Return the records as they stand. No picture is to be included.

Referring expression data
---

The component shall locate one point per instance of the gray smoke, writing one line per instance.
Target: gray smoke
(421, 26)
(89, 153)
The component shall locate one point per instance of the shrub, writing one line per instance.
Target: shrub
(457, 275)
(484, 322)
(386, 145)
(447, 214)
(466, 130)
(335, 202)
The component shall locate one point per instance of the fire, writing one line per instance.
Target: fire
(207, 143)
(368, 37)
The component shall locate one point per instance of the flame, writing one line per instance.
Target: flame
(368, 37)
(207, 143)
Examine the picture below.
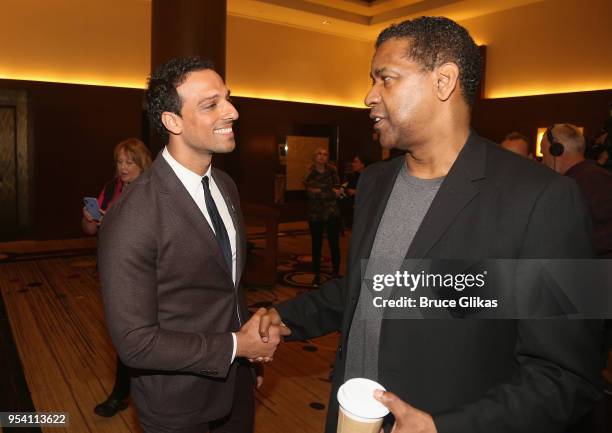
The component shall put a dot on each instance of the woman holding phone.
(131, 159)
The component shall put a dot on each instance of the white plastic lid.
(357, 397)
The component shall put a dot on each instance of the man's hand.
(407, 418)
(249, 343)
(271, 318)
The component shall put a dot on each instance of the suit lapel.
(457, 190)
(375, 199)
(238, 224)
(375, 202)
(177, 198)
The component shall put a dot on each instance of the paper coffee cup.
(360, 412)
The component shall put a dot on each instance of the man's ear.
(447, 78)
(172, 122)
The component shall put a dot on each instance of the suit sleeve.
(315, 313)
(127, 257)
(558, 379)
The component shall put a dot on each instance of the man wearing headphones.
(563, 149)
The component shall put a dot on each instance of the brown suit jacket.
(169, 299)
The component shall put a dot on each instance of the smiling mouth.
(223, 131)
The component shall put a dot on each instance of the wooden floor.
(53, 305)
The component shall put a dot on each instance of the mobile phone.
(91, 205)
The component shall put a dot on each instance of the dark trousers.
(240, 420)
(121, 390)
(332, 229)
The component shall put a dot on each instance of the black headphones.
(556, 148)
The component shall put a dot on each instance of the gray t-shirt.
(408, 203)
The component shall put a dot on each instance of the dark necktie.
(215, 218)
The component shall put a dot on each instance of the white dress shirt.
(193, 184)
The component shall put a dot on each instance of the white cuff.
(234, 349)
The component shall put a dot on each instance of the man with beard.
(453, 196)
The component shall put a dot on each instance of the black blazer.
(473, 376)
(170, 301)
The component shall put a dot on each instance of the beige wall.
(545, 47)
(555, 46)
(76, 41)
(279, 62)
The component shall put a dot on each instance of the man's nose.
(372, 97)
(230, 112)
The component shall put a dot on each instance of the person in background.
(358, 163)
(517, 143)
(566, 157)
(322, 188)
(131, 158)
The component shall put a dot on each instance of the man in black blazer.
(453, 196)
(171, 256)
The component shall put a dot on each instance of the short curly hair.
(437, 40)
(161, 89)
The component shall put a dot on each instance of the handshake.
(258, 339)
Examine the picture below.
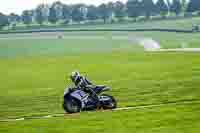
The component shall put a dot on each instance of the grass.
(179, 119)
(185, 23)
(34, 75)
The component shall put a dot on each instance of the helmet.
(74, 76)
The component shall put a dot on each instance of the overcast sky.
(17, 6)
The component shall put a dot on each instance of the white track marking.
(118, 109)
(177, 50)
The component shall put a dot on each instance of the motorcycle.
(77, 100)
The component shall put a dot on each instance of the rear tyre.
(109, 104)
(72, 105)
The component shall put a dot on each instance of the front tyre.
(72, 105)
(109, 103)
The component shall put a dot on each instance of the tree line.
(113, 11)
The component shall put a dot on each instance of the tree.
(40, 17)
(79, 12)
(3, 20)
(27, 17)
(176, 7)
(103, 12)
(133, 9)
(148, 8)
(162, 8)
(110, 8)
(92, 12)
(66, 13)
(52, 15)
(194, 5)
(120, 10)
(169, 6)
(13, 18)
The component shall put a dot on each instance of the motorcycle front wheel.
(72, 105)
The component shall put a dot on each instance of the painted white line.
(117, 109)
(177, 50)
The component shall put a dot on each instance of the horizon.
(18, 6)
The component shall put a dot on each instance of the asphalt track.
(173, 103)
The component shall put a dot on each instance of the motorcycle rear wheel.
(111, 104)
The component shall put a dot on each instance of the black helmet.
(74, 76)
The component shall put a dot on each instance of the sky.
(17, 6)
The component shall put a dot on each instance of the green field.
(34, 75)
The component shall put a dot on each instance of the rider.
(84, 84)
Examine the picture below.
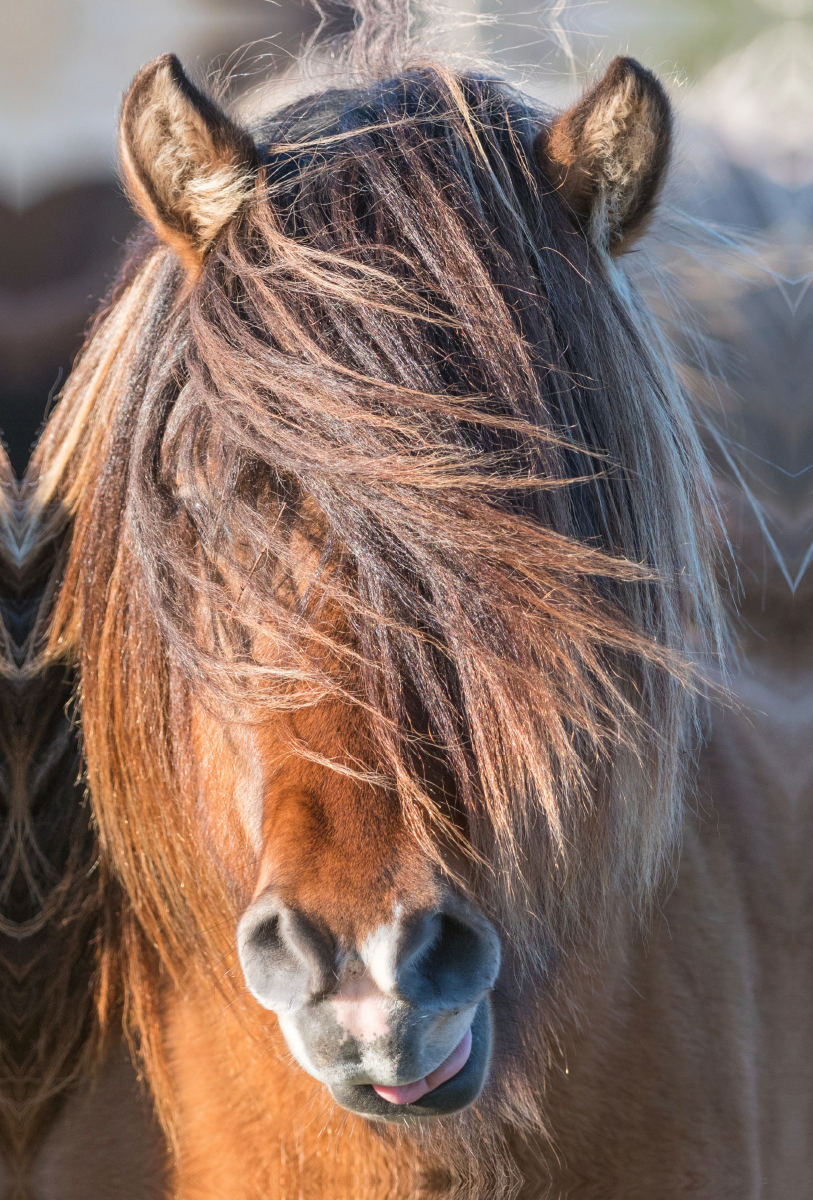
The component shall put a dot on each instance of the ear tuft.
(608, 154)
(186, 166)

---

◆ Task solution
The component shall locate one point per instance of the gray smoke, writing one line per instance.
Target: gray smoke
(421, 26)
(89, 153)
The component shall locate one point per instance of the shrub, writing one line per instance.
Target: shrub
(457, 275)
(484, 322)
(386, 145)
(447, 214)
(466, 130)
(335, 202)
The component shall locate one point per instance of the fire, writing one line per instance.
Target: fire
(207, 143)
(368, 37)
The component shall locate one point per instance of the flame, writing one line per instance.
Target: flame
(368, 37)
(207, 143)
Examine the picture below.
The component shall put a dot on each instance of the woman holding phone.
(131, 159)
The component shall put a dot on each instance of the white plastic lid.
(357, 397)
The component shall put a dot on each instance of the man's hand.
(407, 418)
(249, 343)
(271, 318)
The component shall put a dot on each instance of the suit lapel.
(457, 190)
(375, 199)
(238, 224)
(375, 202)
(177, 198)
The component shall put a dot on each instance of the paper coffee cup.
(360, 412)
The component shall put a dot on each instance of the man's ear.
(447, 78)
(172, 122)
The component shall put a dot on each instance of the suit sleeve.
(315, 313)
(127, 257)
(558, 379)
The component shall put a dot on each instance of the man wearing headphones.
(563, 149)
The component shall put a dot on each instance of the brown suit jacket.
(169, 299)
The component shall put a dot on each instance of the smiling mouth.
(223, 131)
The component shall put a dot on each instance of the wooden floor.
(53, 305)
The component shall put a dot on each instance of the mobile phone.
(91, 205)
The component shall put a dot on each instance of the dark trousers.
(240, 420)
(121, 390)
(332, 229)
The component shall put a dot on each instance of the black headphones.
(556, 148)
The component shall put a dot on each instance of the gray t-shirt.
(408, 203)
The component shall put a dot on each instance of the dark necktie.
(215, 218)
The component shall put a dot on each instance of the white dress shirt.
(193, 184)
The component shall put a dot on each instance of the white cuff.
(234, 349)
The component shall put a dot on each instance of the man with beard.
(453, 196)
The component shall put a dot on each instance of the black blazer.
(473, 376)
(170, 301)
The component shall put a dot on each instance of the beige wall.
(545, 47)
(555, 46)
(76, 41)
(279, 62)
The component shall put a dot on each instance of the man's nose.
(372, 97)
(230, 112)
The component shall put a dot on each instance of the person in background.
(358, 163)
(517, 143)
(566, 157)
(322, 188)
(131, 158)
The component shall put a dot on each instance of the man in black blazer.
(453, 196)
(171, 256)
The component shall put a dot on each instance of the short curly hair.
(437, 40)
(161, 89)
The component shall put a dot on each instance of the handshake.
(258, 339)
Examine the picture below.
The component shall put a dot on each instance of the grass.
(179, 119)
(185, 23)
(34, 75)
The component shall put a dot on each instance of the helmet.
(74, 76)
The component shall put a dot on each instance of the overcast sky.
(17, 6)
The component shall put a dot on each instance of the white track marking.
(118, 109)
(177, 50)
The component shall put a dot on each instance of the motorcycle.
(77, 100)
The component shall put a dot on each instance of the rear tyre.
(109, 104)
(72, 105)
The component shall put a dot on each instance of the front tyre.
(72, 105)
(109, 103)
The component shall put a dot on each instance of the tree line.
(113, 11)
The component shall put a dot on each instance of the tree.
(40, 17)
(79, 12)
(3, 20)
(27, 17)
(176, 7)
(103, 12)
(133, 9)
(148, 8)
(162, 8)
(110, 8)
(92, 12)
(66, 13)
(52, 15)
(194, 5)
(120, 10)
(169, 6)
(13, 18)
The component shall put a dot on each instance of the motorcycle front wheel.
(72, 105)
The component shall put a dot on each instance of the painted white line.
(117, 109)
(177, 50)
The component shall put a dot on each instance of the horizon.
(18, 6)
The component shall put a dot on each instance of the asphalt track.
(173, 103)
The component shall put a dot on each instance of the motorcycle rear wheel.
(111, 104)
The component shall put a dot on each instance of the black helmet.
(74, 76)
The component shall put a dot on each instance of the sky.
(17, 6)
The component shall put a dot on each instance of the green field.
(34, 75)
The component shall put a dot on each instance of the rider.
(84, 84)
Examine the picture below.
The component shall put a dot on each instance of the ear tuft.
(608, 154)
(186, 166)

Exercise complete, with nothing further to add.